THE TASK: Please output the lines shown below exactly as they appear.

Saved entries
=====

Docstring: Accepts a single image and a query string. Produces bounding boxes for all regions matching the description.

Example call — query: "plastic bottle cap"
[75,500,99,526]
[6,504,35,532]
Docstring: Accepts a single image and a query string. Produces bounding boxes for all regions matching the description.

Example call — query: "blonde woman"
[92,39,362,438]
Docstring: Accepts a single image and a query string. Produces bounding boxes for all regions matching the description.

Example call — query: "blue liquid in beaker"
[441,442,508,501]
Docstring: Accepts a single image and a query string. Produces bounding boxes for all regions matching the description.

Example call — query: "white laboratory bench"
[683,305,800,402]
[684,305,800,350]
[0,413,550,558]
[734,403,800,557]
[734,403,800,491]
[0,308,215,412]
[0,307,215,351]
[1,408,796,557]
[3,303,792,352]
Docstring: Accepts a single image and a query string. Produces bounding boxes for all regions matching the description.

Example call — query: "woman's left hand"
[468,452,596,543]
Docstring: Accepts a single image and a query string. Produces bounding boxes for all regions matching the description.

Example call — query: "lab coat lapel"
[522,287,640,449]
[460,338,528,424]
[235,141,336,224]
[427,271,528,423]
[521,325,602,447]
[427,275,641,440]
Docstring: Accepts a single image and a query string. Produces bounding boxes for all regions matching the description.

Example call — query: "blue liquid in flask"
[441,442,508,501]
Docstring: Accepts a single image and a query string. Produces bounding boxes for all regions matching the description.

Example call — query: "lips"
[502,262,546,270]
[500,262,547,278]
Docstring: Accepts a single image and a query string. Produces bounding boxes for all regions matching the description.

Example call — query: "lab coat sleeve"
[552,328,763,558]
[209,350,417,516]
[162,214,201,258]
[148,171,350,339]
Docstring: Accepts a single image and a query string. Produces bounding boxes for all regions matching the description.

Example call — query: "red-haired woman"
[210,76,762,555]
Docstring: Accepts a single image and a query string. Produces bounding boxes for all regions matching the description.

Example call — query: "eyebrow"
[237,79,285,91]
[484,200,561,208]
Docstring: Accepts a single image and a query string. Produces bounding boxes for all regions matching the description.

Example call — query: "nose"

=====

SOLVED PROBLEM:
Docstring: Accepts a single image and a query string. Produces bounding boxes for all regions matching the description.

Example call — query: "plastic bottle cap"
[75,500,99,526]
[6,504,35,532]
Docstring: Accepts a single image and a query string. Produces bounding boxes for all regions matching the description.

Example call — query: "blonde woman"
[92,39,362,438]
Docstring: Accepts a single image and a query string. Produces bounding boxes for all regions matching the description.

Example call — query: "blue liquid in beaker"
[441,442,508,501]
Docstring: Accepts a single image and a query string. Produces bounding boxes for all regions matching the description.

Example call — query: "white laboratory bench"
[683,305,800,402]
[684,305,800,350]
[0,413,550,558]
[734,403,800,557]
[734,403,800,491]
[0,308,215,412]
[0,307,215,351]
[1,408,796,557]
[3,303,792,352]
Docstring: Accepts a single image and a query string. Produces bounding boxes for all regions matching the description.

Example call — query: "woman's left hand"
[468,452,596,543]
Docstring: Accepts a single image and a query string. Produces bounding boxes for all regions matching the description.

Example call — query: "lab coat lapel"
[522,287,640,449]
[460,338,528,424]
[235,141,336,224]
[427,271,528,423]
[521,325,602,447]
[427,275,641,440]
Docstring: Accepts a single image and a query string. Produces bounding boxes for all regions matching the description.

Example call — query: "blue liquid in flask"
[441,442,508,501]
Docstring: Accepts a single image and a query string. Produces bounding boxes for all regions matching the description.

Example call — query: "lips"
[502,262,546,270]
[500,262,547,278]
Docstring: Accepts a single image and a query string. Produces bounding boxes for all regions matching the description.

Example call — query: "lab coat sleeve"
[552,328,763,558]
[209,350,417,516]
[162,214,201,258]
[148,171,350,339]
Docstring: Accepts a single image and a query string. Produces bounding boxes for all regions matching the description.

Example call — query: "red-haired woman"
[210,76,762,555]
Docstring: Accepts a single image and a query string. Produces bounding boxes for all regions matching the description.

Example call — query: "eyebrow"
[237,79,285,91]
[484,200,561,208]
Docstring: Accepts a single image and a query string. Produces bounding boxes for all regions matching the description.

Example call — query: "nose"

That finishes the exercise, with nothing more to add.